▸ Listed records
'''

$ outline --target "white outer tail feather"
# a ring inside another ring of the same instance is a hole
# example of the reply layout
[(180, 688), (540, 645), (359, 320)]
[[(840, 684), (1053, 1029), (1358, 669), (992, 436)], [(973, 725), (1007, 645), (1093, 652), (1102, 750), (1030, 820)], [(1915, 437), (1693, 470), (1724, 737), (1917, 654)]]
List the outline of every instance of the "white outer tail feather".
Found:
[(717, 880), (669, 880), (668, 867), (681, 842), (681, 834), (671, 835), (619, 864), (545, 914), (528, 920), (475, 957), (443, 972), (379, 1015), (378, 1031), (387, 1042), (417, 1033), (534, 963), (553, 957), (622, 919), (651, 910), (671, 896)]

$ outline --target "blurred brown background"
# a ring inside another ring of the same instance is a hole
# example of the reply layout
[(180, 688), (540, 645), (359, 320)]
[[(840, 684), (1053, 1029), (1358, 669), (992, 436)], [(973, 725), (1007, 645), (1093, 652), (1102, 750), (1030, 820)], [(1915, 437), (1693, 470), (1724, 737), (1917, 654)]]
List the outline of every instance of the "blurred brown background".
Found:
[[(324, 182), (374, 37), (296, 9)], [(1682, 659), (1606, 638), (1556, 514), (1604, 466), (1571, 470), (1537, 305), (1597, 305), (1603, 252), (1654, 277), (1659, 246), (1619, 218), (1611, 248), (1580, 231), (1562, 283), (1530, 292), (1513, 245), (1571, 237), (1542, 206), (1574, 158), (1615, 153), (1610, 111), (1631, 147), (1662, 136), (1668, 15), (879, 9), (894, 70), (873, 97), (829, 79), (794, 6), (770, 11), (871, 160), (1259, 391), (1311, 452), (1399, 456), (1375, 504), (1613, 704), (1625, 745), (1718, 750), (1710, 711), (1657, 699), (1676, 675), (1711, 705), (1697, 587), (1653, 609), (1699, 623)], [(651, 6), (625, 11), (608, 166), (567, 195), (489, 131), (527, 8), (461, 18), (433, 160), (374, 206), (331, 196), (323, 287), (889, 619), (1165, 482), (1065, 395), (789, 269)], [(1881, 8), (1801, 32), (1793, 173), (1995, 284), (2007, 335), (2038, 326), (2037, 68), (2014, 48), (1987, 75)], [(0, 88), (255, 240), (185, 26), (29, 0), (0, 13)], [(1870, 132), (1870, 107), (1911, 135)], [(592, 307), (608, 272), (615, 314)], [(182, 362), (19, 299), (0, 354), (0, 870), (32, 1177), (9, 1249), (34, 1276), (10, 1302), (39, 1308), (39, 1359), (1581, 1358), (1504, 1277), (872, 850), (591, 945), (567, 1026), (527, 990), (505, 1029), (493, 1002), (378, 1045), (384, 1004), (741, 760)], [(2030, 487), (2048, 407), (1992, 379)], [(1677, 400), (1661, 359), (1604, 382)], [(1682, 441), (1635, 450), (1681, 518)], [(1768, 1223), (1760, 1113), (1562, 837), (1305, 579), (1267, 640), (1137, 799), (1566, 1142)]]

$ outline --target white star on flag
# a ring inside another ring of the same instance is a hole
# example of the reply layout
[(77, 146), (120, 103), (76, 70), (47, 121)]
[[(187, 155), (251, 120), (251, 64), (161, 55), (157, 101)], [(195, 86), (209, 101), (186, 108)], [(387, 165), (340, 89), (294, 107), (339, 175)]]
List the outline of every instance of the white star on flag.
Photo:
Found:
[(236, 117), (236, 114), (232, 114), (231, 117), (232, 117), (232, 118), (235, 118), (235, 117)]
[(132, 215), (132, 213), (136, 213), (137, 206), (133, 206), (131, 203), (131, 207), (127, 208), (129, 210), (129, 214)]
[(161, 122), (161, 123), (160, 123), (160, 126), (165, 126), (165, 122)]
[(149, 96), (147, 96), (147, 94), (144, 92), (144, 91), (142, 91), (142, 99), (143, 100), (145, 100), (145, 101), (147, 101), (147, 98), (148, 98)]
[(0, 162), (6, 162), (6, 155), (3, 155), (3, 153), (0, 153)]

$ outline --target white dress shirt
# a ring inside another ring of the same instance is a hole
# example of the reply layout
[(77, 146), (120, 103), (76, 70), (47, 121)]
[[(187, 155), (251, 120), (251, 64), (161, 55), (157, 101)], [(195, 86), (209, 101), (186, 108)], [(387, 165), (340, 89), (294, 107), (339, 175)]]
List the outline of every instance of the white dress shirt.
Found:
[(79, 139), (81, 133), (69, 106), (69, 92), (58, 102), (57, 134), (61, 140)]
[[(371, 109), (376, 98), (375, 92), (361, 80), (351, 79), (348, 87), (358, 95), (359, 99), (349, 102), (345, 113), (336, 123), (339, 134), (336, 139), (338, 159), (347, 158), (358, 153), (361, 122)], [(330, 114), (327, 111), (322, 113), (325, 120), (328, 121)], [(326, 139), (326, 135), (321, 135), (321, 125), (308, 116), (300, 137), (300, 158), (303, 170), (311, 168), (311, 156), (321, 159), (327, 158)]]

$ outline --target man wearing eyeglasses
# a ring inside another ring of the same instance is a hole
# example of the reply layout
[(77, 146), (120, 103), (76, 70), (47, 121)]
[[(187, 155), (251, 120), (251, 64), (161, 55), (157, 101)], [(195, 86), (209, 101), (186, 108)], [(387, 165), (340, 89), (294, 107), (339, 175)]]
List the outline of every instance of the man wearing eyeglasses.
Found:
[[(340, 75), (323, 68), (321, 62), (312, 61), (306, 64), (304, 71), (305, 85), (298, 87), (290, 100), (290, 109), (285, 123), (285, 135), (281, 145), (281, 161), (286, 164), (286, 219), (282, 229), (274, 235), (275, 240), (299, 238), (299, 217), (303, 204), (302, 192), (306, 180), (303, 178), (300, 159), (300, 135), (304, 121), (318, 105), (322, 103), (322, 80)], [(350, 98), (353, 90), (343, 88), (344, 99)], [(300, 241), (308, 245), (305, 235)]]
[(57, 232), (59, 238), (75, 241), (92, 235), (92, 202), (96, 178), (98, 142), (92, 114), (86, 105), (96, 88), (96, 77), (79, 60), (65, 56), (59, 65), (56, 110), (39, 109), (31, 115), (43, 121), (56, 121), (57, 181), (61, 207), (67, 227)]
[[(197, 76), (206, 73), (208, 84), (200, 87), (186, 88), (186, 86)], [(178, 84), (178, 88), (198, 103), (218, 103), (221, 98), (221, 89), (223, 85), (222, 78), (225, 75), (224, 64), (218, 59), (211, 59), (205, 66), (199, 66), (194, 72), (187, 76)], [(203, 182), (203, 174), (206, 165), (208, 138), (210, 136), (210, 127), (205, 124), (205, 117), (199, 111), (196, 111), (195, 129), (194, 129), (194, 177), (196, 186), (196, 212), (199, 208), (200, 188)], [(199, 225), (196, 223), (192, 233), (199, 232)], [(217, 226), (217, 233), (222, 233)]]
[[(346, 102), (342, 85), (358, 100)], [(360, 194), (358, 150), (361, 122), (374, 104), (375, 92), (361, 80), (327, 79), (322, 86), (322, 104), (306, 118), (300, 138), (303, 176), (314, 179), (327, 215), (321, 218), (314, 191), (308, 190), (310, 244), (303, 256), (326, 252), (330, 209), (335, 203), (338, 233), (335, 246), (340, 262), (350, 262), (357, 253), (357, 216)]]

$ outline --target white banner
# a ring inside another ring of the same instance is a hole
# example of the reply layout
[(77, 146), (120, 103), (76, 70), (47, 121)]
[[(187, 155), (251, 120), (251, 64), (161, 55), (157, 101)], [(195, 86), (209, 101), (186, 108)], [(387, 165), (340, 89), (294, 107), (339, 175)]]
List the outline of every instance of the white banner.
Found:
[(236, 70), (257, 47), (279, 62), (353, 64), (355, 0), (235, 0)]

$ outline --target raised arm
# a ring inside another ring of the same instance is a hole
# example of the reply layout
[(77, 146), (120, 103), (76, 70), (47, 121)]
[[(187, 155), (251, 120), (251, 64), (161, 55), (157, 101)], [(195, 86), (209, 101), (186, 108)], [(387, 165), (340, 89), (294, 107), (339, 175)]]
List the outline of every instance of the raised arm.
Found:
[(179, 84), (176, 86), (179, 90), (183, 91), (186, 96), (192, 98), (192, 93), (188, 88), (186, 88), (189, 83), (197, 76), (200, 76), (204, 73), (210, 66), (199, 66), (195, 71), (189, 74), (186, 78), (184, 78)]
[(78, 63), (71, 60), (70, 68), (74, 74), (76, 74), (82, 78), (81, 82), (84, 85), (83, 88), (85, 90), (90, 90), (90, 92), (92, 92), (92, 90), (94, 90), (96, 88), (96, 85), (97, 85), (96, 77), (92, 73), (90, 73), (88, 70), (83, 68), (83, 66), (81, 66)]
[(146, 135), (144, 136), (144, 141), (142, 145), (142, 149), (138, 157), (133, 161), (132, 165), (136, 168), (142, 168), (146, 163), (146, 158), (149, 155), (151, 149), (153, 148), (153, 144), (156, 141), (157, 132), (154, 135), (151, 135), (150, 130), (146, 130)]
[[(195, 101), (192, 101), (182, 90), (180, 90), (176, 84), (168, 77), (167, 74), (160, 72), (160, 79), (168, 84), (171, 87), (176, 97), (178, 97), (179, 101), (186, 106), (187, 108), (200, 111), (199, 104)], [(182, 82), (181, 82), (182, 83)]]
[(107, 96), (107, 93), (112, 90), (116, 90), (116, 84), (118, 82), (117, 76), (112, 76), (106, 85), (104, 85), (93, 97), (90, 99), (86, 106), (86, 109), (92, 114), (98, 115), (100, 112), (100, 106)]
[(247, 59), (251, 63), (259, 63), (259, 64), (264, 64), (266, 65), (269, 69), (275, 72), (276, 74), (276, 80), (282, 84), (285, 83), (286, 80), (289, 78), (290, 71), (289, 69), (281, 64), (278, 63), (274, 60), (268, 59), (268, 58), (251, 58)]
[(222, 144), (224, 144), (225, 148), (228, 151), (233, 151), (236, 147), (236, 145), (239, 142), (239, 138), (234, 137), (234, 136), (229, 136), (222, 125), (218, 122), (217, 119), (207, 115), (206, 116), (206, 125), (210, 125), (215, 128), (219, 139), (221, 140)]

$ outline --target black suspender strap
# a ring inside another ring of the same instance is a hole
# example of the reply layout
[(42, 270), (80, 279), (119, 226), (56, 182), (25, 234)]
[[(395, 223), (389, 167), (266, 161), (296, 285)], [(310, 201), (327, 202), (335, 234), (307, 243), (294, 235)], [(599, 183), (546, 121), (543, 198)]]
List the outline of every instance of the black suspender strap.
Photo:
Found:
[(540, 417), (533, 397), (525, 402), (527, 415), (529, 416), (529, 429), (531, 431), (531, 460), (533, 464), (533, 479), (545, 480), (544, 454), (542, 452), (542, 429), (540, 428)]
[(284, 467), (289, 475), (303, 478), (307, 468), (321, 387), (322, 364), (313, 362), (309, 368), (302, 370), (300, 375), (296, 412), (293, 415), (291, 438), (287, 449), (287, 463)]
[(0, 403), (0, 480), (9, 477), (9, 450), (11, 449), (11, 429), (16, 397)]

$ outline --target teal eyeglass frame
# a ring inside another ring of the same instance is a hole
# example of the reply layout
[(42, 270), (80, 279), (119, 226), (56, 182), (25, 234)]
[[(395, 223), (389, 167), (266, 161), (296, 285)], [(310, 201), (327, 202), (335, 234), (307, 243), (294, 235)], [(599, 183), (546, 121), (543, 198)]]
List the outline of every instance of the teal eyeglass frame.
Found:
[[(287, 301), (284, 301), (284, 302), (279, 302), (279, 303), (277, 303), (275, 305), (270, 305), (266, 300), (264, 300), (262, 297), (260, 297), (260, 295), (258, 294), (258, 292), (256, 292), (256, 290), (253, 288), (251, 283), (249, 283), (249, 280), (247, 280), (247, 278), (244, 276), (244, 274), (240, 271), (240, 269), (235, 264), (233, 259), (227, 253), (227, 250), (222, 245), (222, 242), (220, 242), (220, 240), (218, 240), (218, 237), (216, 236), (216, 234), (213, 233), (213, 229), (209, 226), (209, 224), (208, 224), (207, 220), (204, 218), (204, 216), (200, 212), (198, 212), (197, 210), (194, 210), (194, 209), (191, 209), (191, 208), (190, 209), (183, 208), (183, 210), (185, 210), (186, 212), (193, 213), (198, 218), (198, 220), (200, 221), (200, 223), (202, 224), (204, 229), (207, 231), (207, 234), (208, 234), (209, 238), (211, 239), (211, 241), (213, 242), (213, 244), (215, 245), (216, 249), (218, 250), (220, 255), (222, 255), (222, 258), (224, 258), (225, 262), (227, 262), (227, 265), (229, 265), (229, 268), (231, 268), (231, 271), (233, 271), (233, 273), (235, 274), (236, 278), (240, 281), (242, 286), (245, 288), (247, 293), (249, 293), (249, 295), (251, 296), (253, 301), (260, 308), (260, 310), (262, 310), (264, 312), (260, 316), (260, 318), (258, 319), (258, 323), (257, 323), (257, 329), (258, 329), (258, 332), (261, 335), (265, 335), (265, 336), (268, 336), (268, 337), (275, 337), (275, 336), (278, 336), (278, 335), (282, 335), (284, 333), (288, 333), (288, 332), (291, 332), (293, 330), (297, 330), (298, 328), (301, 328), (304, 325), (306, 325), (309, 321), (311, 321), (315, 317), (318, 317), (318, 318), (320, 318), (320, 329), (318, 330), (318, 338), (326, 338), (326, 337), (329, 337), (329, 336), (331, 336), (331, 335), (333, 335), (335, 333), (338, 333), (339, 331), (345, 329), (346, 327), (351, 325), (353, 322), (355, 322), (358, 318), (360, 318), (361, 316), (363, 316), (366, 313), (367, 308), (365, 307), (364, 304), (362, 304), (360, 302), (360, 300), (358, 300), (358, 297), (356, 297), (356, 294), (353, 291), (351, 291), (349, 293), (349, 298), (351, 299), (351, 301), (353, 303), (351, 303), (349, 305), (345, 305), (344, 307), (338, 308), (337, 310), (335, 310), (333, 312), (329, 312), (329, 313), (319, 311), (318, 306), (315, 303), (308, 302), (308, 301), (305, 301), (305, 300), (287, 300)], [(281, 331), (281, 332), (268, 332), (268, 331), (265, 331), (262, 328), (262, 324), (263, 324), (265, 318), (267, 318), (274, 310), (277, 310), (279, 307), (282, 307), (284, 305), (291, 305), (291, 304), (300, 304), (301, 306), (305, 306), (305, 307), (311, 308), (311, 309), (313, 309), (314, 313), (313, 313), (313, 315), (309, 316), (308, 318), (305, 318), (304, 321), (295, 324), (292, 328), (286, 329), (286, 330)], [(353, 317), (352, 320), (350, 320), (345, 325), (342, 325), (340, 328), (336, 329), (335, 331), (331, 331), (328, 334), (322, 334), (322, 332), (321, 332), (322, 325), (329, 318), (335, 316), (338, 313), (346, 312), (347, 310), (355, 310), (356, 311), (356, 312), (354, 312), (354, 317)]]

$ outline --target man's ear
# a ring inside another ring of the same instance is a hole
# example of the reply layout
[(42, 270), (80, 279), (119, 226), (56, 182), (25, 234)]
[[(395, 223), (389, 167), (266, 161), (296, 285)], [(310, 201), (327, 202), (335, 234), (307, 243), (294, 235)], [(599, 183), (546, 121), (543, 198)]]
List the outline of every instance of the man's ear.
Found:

'''

Your reply must be one number, namely how many lines of the material above contain the string "suspender".

2